● PROBLEM DESCRIPTION
Switch "trash bag" to "garbage bag" in the items, starting at the line containing "where: metal floodlight pole" and ending at the line containing "[580,319,604,348]". Give back only those lines, with everything else unchanged.
[START]
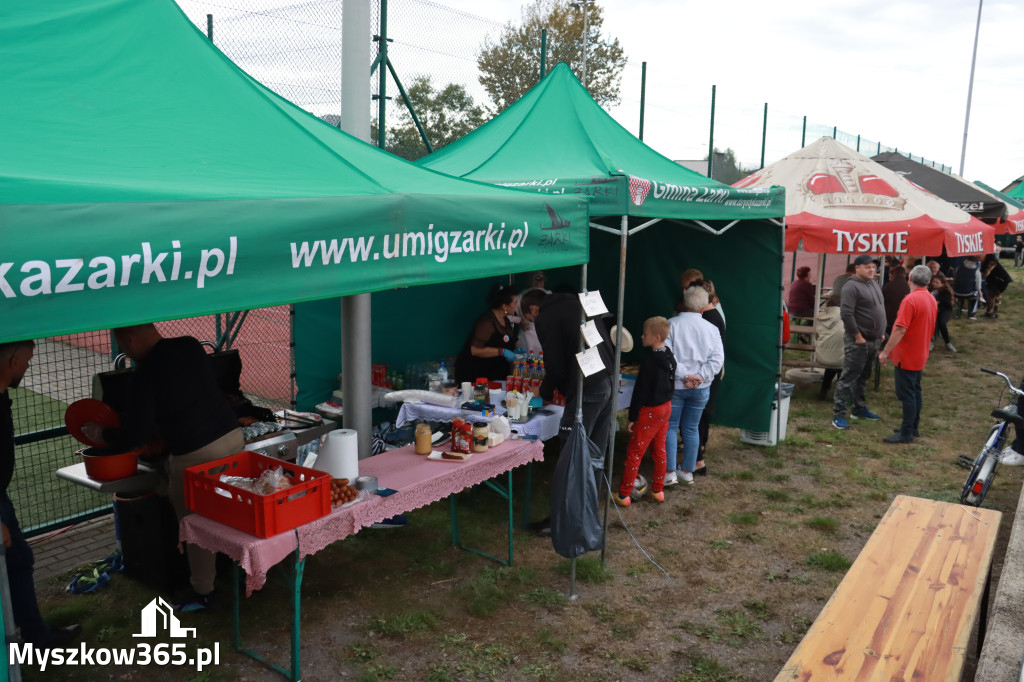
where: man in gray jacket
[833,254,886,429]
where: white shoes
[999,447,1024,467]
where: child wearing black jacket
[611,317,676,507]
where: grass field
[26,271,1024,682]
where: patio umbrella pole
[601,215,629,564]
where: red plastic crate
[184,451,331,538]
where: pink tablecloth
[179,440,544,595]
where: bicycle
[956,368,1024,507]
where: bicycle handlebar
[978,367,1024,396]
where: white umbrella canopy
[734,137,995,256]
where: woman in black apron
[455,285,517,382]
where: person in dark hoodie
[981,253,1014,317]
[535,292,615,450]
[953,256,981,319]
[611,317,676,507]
[END]
[START]
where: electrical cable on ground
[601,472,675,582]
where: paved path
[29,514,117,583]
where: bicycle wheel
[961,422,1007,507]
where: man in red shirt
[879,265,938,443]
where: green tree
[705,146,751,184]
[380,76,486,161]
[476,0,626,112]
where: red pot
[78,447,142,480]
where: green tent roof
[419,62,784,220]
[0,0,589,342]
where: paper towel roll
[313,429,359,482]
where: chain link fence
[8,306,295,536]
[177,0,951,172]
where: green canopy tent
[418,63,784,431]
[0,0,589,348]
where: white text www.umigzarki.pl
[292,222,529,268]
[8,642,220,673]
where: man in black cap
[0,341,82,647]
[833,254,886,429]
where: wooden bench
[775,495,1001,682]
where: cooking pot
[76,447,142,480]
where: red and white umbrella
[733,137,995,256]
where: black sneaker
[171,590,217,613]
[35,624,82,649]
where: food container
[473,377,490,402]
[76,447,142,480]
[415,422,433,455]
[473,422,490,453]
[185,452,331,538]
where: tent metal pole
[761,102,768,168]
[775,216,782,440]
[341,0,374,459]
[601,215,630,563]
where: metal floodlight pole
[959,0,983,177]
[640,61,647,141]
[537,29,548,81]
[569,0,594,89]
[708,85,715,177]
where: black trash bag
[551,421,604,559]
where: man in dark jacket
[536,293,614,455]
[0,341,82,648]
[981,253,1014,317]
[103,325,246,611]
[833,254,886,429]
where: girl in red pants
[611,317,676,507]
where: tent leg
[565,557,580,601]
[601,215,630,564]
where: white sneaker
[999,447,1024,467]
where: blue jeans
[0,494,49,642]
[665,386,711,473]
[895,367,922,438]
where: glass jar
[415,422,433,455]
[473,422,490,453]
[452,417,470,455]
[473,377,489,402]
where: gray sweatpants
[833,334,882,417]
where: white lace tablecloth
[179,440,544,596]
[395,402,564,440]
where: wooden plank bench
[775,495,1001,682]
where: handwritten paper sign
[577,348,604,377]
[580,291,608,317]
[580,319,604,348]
[END]
[START]
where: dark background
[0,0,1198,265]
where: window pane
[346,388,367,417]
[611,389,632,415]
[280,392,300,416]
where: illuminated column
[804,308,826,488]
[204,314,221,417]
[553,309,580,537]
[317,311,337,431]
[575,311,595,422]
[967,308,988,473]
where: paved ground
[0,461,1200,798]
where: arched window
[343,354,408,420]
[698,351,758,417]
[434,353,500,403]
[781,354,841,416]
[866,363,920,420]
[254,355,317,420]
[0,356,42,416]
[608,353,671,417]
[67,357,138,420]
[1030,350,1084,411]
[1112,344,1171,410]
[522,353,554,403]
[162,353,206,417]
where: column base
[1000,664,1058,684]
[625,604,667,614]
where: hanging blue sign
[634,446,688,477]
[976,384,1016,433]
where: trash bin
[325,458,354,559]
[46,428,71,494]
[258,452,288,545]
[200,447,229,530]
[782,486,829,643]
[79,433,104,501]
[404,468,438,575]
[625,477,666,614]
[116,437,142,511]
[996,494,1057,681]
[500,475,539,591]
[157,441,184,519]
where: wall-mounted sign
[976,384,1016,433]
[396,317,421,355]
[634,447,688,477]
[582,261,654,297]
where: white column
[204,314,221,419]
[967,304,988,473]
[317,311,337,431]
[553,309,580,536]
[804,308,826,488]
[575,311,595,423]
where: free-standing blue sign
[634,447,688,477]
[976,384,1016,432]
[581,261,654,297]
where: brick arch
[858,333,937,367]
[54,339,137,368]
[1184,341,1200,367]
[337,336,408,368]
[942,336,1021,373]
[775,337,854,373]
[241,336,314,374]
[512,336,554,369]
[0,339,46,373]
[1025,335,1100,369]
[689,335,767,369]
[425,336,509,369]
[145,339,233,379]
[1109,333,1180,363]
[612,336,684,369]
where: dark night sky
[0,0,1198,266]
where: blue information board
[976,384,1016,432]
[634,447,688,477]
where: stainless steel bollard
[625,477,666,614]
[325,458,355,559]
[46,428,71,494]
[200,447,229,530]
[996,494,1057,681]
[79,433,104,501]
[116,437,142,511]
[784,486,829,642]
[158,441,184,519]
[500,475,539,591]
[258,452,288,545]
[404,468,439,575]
[END]
● ANSWER TO THE EXERCISE
where: metal floodlight pole
[959,0,983,177]
[640,61,647,141]
[537,29,548,81]
[569,0,594,89]
[708,85,715,177]
where: black garbage bag
[551,421,604,559]
where: man in dark jacket
[536,293,614,455]
[0,341,82,648]
[981,253,1014,317]
[103,325,246,611]
[833,254,886,429]
where: girl in red pants
[611,317,676,507]
where: tent leg
[565,557,580,601]
[601,215,630,564]
where: white sneaker
[999,447,1024,467]
where: blue jeans
[0,494,49,642]
[665,386,711,473]
[895,367,922,438]
where: glass jar
[415,422,433,455]
[473,422,490,453]
[452,417,470,455]
[473,377,489,402]
where: gray sweatpants
[833,334,882,417]
where: white lace tablecloth
[179,440,544,596]
[395,402,564,440]
where: wooden plank bench
[775,495,1001,682]
where: handwritten paper sign
[577,348,604,377]
[580,291,608,317]
[580,319,604,348]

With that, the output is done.